A new recording of the British New Wave of Heavy Metal gives a stone classic an exciting new jolt
Forty years after its first release, Diamond Head’s debut LP, Lightning To The Nations continues to wow listeners.
In its grooves are not only the bedrock of the New Wave of British Heavy Metal (NWOBHM) but the genetic code for thrash and other extreme edges of the metal genre. Now the band has gone back and re-recorded the seven original compositions, giving them a 21st Century sensibility and losing none of the original’s zest, zeal and unbridled energy.
Titled Lightning To The Nations 2020, the record was conceived in 2019 and finished during the early days of the COVID-19 pandemic. Guitarist Brian Tatler, the sole original member, says that the group was keenly aware of the record’s approaching anniversary and spent some time thinking about how to mark the four decades since Lightning slipped quietly into the world.
With lead vocalist Rasmus Bom Andersen serving as producer, the group set down the seven original tracks with razor-sharp abandon, culminating in an LP that doesn’t erase the original’s intensity and wide-eyed ambitions but rather increases upon it. One would never know that songs such as “The Prince,” “Helpless” and “Am I Evil?” were birthed in the cracks between punk and the ‘80s metal explosion or that this is a band that’s endured insurmountable odds to land on the firm ground which it stands today.

__Supplied data__

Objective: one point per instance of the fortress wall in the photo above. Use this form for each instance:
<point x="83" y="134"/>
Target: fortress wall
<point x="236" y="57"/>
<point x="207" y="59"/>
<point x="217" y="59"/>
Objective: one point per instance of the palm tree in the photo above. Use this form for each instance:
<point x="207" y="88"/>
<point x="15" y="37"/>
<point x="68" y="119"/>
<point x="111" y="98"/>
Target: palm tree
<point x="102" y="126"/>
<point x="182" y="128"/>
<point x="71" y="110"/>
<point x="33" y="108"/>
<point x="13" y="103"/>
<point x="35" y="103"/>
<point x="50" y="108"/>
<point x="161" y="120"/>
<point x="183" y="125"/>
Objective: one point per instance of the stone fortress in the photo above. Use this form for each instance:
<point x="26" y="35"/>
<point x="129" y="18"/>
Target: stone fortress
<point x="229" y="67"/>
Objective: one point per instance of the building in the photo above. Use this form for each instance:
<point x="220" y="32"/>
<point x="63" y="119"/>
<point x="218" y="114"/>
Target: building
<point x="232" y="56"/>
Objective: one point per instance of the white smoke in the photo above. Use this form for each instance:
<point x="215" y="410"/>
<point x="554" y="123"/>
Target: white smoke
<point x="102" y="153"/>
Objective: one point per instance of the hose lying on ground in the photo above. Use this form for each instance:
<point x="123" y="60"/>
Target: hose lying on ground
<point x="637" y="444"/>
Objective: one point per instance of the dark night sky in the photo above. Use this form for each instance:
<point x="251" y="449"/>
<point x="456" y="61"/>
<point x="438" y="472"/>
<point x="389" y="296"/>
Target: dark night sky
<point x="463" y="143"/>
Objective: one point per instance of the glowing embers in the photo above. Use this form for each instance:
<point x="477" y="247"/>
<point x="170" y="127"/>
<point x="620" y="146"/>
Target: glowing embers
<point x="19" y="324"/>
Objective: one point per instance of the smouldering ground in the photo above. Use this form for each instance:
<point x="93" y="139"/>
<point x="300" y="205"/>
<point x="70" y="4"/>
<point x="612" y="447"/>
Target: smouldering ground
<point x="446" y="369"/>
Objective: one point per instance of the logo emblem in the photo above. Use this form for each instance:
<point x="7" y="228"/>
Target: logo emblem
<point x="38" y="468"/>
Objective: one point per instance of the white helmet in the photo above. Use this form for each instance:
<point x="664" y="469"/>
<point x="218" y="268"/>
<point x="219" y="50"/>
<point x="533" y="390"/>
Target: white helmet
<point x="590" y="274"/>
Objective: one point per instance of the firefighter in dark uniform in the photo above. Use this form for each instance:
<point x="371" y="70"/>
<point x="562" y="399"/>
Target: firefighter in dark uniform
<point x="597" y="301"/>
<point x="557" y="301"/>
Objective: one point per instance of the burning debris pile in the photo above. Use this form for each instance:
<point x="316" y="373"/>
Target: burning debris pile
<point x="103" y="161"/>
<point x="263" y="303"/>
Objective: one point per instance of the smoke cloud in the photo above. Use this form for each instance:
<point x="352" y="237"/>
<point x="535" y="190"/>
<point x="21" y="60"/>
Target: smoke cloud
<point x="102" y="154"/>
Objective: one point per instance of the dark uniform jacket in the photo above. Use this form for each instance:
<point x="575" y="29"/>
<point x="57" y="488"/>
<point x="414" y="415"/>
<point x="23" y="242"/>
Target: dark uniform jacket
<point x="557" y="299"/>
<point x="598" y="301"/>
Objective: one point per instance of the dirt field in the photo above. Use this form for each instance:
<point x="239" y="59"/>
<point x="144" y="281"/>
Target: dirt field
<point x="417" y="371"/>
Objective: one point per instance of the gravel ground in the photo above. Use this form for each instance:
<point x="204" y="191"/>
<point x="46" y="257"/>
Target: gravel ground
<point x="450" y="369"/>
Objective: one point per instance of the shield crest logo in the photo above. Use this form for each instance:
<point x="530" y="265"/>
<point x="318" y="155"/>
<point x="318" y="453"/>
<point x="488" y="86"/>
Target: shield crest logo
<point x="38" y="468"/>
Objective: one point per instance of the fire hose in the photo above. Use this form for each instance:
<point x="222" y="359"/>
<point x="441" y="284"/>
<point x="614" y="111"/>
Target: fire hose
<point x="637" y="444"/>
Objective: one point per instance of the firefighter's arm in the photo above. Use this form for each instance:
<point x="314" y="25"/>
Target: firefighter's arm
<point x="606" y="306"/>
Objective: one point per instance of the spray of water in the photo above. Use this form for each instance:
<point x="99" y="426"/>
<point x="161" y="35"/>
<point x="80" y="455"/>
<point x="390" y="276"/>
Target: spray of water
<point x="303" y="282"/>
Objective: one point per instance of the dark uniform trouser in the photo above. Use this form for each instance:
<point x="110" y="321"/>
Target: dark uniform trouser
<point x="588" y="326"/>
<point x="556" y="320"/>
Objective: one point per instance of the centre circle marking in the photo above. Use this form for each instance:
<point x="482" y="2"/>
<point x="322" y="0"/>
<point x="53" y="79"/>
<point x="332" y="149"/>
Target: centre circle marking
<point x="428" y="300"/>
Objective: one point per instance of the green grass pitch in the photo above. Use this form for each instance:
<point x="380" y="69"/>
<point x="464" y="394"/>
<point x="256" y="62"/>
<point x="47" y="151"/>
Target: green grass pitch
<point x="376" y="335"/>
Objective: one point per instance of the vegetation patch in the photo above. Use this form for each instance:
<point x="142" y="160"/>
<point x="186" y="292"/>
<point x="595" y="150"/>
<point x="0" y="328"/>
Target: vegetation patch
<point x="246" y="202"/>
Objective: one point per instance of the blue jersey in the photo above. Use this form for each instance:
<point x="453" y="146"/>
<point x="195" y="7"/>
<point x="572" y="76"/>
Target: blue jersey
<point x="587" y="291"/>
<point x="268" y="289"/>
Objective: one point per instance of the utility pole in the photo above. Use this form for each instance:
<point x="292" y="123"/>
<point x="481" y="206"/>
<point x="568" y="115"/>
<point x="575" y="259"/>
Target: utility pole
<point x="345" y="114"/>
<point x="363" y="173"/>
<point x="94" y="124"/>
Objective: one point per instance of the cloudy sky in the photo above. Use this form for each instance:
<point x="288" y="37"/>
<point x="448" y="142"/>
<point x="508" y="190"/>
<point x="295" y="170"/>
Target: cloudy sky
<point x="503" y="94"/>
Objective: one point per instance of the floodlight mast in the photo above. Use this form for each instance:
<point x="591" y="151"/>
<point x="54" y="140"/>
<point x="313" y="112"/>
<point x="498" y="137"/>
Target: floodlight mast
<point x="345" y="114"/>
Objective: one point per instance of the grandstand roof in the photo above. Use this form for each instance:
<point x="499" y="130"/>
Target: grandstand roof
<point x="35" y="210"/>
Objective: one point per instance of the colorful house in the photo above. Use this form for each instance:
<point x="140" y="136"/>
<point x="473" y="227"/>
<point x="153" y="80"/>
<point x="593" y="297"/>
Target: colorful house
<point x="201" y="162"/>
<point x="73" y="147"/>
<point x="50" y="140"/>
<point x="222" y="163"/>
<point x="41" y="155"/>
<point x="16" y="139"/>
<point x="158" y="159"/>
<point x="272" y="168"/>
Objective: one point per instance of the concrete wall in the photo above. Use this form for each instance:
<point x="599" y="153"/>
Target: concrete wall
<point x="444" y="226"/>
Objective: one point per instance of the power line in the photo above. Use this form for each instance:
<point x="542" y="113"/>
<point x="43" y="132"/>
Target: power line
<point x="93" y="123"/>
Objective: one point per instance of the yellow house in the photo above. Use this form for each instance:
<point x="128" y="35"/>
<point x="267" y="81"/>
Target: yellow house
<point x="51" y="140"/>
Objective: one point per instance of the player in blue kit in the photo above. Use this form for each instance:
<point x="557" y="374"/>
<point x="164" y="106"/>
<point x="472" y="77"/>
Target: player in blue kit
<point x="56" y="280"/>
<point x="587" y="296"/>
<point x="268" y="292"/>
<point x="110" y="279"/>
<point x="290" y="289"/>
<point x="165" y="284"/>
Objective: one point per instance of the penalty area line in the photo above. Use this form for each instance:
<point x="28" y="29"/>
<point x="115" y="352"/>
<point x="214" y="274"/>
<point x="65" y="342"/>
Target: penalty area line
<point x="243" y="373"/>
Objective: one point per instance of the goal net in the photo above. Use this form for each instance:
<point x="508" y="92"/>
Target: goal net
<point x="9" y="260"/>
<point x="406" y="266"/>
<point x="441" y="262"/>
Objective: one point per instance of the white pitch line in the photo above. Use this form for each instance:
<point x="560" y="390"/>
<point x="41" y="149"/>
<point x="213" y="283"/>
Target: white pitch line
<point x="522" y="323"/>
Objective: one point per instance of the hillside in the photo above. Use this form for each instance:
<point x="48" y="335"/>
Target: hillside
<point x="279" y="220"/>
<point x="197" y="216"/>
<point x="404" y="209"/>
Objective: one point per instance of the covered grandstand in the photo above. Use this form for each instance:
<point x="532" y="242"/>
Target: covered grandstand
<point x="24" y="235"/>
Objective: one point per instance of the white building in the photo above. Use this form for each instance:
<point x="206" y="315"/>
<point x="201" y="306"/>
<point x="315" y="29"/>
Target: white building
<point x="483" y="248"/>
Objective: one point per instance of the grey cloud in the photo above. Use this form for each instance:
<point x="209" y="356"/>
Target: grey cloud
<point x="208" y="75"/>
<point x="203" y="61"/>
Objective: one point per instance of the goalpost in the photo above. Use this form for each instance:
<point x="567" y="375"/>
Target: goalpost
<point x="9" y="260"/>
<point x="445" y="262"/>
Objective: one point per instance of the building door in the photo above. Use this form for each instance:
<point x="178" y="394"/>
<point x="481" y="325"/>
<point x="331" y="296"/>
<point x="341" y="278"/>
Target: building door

__Task requirements__
- a) Output the passage of the Diamond Head article from "With lead vocalist" up to and including "it stands today.".
- b) According to the Diamond Head article, who served as producer on Lightning To The Nations 2020?
- c) State whether each statement agrees with the Diamond Head article, answering yes or no and quoting the words of the article that decide it: (i) Brian Tatler is the only original member of the band. (ii) The re-recorded album was conceived in 2020. (iii) The band re-recorded seven original compositions.
The entries are not needed for anything that follows.

__Responses by task__
- a)
With lead vocalist Rasmus Bom Andersen serving as producer, the group set down the seven original tracks with razor-sharp abandon, culminating in an LP that doesn’t erase the original’s intensity and wide-eyed ambitions but rather increases upon it. One would never know that songs such as “The Prince,” “Helpless” and “Am I Evil?” were birthed in the cracks between punk and the ‘80s metal explosion or that this is a band that’s endured insurmountable odds to land on the firm ground which it stands today.

- b) Lead vocalist Rasmus Bom Andersen.

- c)
(i) Yes: "the sole original member"
(ii) No: "conceived in 2019"
(iii) Yes: "re-recorded the seven original compositions"